_Supplied data_:
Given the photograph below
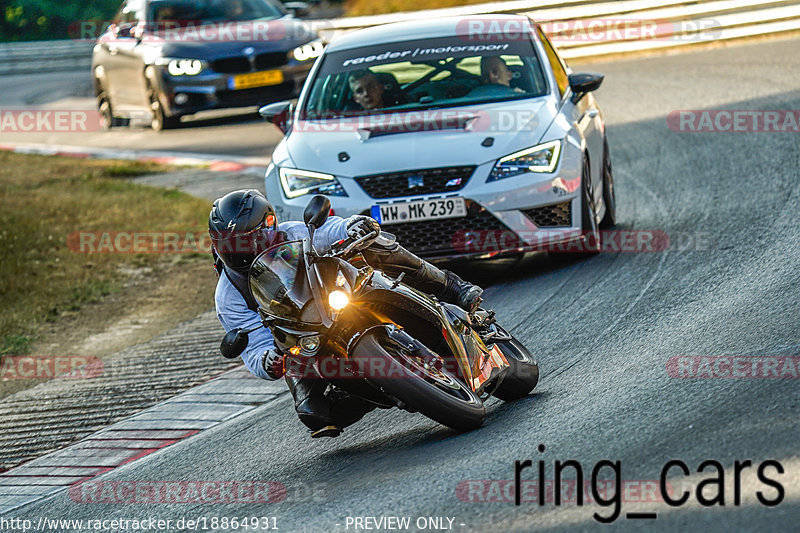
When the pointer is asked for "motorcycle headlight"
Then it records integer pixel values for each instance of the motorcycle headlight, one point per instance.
(540, 158)
(184, 67)
(338, 300)
(308, 51)
(299, 182)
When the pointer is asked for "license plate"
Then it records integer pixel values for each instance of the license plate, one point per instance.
(256, 79)
(420, 210)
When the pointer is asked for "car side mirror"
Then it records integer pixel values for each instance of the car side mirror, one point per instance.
(297, 9)
(317, 211)
(279, 113)
(584, 83)
(234, 343)
(124, 30)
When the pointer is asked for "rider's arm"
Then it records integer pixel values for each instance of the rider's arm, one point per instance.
(233, 313)
(334, 230)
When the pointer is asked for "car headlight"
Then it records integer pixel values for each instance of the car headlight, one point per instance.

_Goal_: Write out all of the records above again word for word, leaving out the pictures.

_Solution to this problem_:
Given the photograph below
When the pointer is asked for "motorcycle headlight"
Then it records integer pixel values for each instance of the motorcycle headlight, one point per instance.
(540, 158)
(184, 67)
(338, 300)
(308, 51)
(299, 182)
When the pointer is asked for "license plate"
Then it records integer pixel values for each instance of the license plate, one point per instance.
(256, 79)
(420, 210)
When the pointer is asked for "car side mirror"
Then it records integer pixel values for each instance of the car side mirror, one point per instance.
(297, 9)
(317, 211)
(279, 113)
(584, 83)
(234, 343)
(124, 30)
When the pointer is asked for "rider's arm"
Then it records integer pixel values for each instance of the rider's arm, one point per instance.
(233, 313)
(334, 230)
When the pointer is asked for "car headlight"
Then it records integer pixel values for each instance of the car headlight, one point per instance.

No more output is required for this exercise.